Instructions to follow — Please print the lines of the items below word for word, starting at the line that contains "Task: confirm every instance of the white" and ending at the line that contains "157], [309, 308]]". Include both of those lines.

Information given —
▬▬▬▬▬▬▬▬▬▬
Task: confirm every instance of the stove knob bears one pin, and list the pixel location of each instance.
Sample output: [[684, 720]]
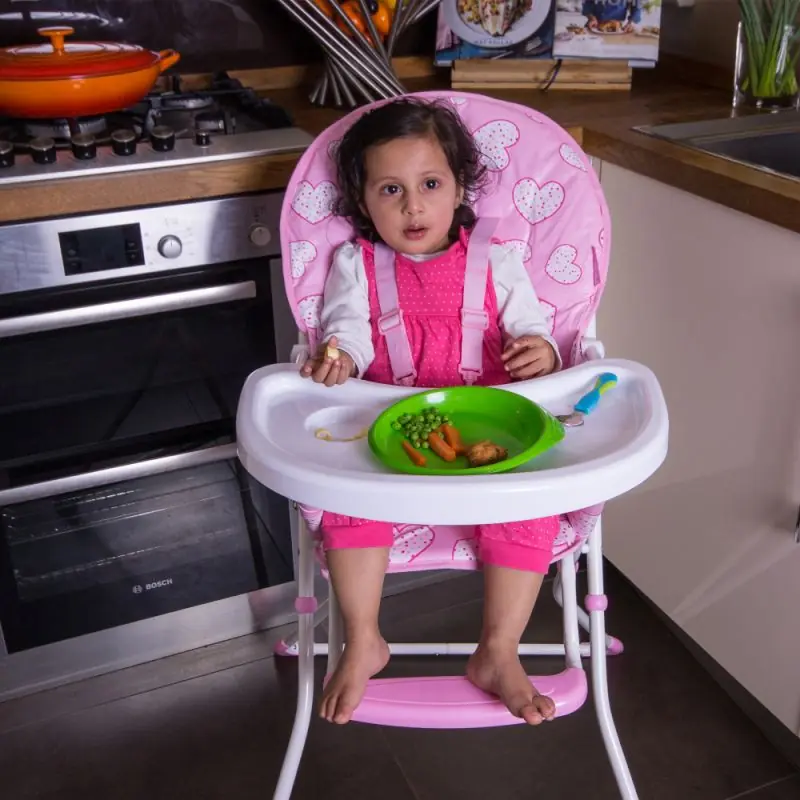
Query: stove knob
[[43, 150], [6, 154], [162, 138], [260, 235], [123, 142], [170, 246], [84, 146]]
▬▬▬▬▬▬▬▬▬▬
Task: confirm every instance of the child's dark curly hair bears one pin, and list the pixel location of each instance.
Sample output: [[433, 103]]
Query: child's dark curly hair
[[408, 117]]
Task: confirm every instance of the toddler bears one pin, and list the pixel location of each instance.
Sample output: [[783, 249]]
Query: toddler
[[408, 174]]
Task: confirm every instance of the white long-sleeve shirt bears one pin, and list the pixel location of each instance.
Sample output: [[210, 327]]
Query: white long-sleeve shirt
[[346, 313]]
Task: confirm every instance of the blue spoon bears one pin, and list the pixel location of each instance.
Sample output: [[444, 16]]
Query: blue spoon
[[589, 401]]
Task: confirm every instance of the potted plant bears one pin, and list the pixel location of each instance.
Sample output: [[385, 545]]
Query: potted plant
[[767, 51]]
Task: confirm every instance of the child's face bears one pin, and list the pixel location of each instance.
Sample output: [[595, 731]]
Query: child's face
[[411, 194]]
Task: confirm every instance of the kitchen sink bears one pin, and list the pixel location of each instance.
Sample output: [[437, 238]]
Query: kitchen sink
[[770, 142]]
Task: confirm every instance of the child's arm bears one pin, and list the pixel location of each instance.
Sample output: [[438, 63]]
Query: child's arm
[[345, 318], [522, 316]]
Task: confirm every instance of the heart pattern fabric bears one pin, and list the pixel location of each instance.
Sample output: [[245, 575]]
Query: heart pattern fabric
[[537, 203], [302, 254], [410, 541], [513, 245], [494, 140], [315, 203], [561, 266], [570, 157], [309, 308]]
▬▬▬▬▬▬▬▬▬▬
Answer below —
Task: confirm every instance of the white long-sleeve shirt bears one pin, and list the pixel location of each instance.
Sample output: [[210, 327]]
Query: white long-sleeve shirt
[[346, 313]]
Task: confirm every instance of the blue spoon bears one pin, and list the pixel location of each instance.
Sample output: [[444, 16]]
Query: blue spoon
[[589, 401]]
Task: confirm every instance of the potted plant bears one pin, and list the pixel location of each instance.
Sample output: [[385, 545]]
Query: potted plant
[[767, 51]]
Task: confirm every instance of the child's face bears one pin, and list the pixel location of each instance.
Sample output: [[595, 731]]
Query: child's face
[[411, 194]]
Task: confirm every instance of the kitchen sink bears one pin, and list the pixel location of each instance.
Sample output: [[437, 238]]
Query: kitchen sink
[[770, 142]]
Task: confirm every instance of the child's arm bears one pin, and list the pixel location of each instance.
Sample output: [[438, 63]]
Query: child's arm
[[345, 318], [522, 316]]
Task: confirm every instance of the heart pattern fabric bears one pin, and list the pixel location of each instance.
Sample output: [[245, 575]]
Query: heart pattern fabric
[[537, 203], [302, 254], [410, 541], [513, 245], [494, 140], [315, 203], [561, 266], [570, 157], [309, 308]]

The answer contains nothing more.